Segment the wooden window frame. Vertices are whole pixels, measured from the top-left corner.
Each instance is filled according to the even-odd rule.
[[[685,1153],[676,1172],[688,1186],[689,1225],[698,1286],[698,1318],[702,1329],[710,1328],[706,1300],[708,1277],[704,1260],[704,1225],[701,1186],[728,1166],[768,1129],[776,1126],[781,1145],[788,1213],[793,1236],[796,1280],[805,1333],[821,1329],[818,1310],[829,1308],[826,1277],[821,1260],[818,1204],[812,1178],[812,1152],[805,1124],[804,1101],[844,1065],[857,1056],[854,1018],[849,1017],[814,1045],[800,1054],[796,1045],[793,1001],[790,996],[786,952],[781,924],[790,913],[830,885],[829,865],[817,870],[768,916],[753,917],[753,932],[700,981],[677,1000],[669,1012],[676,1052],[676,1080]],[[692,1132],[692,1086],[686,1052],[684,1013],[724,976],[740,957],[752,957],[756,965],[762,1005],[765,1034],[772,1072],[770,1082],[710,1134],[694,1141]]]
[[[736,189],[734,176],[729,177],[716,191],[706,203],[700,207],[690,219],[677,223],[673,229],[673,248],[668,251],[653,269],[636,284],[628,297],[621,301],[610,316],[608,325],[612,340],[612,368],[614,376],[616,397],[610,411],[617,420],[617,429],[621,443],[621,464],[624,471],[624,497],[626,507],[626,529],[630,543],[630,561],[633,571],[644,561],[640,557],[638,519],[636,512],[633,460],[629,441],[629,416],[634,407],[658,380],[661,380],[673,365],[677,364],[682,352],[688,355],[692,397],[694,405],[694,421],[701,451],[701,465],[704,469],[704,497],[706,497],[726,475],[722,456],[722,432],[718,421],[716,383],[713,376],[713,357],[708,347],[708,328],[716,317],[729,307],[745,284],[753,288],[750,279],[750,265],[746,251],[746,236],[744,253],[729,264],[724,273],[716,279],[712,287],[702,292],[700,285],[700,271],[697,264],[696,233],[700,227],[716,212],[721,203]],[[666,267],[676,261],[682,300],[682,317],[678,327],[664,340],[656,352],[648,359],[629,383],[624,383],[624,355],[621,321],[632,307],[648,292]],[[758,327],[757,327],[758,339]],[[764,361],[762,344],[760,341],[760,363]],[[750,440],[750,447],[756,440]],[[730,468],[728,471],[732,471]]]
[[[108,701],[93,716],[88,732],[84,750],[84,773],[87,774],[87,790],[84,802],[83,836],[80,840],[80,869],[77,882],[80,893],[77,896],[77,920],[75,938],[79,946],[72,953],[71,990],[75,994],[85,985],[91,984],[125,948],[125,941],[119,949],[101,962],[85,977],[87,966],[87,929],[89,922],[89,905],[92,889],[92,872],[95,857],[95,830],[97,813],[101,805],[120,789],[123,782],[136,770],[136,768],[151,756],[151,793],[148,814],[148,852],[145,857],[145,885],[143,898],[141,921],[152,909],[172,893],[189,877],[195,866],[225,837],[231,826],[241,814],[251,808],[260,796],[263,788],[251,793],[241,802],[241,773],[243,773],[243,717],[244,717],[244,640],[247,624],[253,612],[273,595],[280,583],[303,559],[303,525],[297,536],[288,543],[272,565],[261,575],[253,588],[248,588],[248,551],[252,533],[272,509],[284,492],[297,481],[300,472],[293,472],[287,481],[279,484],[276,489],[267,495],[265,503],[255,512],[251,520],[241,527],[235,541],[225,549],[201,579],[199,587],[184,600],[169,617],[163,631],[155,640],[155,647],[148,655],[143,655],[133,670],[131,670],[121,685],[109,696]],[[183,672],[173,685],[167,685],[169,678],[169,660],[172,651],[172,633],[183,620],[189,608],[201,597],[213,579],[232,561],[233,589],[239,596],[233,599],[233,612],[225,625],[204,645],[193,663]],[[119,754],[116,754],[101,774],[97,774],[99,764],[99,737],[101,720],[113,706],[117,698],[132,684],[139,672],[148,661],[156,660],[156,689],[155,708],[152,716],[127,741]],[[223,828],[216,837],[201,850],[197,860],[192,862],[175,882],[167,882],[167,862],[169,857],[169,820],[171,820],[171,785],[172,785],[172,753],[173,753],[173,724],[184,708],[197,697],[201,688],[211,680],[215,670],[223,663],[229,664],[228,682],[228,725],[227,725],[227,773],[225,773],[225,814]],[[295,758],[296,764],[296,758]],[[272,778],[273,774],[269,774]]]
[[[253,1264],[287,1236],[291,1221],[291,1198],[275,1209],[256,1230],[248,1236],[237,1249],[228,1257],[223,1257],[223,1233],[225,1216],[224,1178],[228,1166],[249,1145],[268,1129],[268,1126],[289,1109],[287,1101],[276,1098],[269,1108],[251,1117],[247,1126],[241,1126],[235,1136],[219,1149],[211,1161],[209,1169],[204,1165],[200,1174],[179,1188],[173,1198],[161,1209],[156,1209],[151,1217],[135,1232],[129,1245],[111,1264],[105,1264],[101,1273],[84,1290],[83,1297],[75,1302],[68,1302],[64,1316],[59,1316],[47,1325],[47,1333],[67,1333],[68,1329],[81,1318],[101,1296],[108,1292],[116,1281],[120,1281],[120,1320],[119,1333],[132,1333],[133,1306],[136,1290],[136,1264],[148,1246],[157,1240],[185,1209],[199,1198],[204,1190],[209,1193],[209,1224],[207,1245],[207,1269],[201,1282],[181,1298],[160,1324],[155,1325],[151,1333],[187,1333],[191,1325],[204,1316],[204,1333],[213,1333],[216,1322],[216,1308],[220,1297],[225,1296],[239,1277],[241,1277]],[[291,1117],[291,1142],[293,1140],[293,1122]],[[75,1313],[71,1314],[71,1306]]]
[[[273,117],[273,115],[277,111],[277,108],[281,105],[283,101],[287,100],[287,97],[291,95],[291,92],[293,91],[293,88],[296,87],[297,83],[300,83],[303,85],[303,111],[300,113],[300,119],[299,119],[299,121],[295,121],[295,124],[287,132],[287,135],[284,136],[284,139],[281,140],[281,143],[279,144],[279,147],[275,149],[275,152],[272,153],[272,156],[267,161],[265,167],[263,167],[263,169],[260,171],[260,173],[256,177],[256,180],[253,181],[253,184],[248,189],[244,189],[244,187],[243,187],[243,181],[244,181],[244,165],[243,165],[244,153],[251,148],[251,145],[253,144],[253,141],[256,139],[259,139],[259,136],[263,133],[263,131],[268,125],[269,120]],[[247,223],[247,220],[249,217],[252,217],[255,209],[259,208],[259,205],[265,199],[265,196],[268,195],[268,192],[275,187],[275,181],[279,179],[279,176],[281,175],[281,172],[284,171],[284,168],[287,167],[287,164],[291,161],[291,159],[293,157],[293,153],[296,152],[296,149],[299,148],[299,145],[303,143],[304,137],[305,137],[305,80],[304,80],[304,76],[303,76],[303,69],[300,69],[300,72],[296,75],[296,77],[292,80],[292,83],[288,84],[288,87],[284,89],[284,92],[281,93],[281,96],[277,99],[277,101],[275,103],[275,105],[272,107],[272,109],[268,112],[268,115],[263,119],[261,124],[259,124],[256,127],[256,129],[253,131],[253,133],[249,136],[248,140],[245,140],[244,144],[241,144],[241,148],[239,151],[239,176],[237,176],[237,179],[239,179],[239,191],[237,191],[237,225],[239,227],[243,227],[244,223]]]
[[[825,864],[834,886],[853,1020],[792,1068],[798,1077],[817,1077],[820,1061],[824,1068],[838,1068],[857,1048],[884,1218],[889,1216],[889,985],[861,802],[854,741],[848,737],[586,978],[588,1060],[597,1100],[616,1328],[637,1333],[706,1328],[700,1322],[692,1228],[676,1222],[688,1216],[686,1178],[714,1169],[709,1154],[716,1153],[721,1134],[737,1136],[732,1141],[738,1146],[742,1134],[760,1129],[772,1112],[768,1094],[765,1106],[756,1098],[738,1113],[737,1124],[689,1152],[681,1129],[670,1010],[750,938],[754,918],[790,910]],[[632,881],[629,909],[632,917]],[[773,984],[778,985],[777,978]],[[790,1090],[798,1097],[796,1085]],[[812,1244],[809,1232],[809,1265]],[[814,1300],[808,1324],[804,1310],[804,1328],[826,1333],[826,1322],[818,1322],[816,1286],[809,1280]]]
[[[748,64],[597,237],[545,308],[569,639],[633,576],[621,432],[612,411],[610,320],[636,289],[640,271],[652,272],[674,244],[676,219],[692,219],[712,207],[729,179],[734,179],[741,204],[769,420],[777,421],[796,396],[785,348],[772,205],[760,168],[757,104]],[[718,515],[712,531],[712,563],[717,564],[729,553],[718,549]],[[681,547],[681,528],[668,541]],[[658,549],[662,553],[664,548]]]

-------

◆ Aim of the exercise
Print everything from the beginning of the entries down to the line containing "Each instance is", with both ends included, and reproduce each line exactly.

◆ Answer
Segment the wooden window frame. Vertices are whole pixels, measured from the top-left corner.
Each instance is filled according to the even-odd rule.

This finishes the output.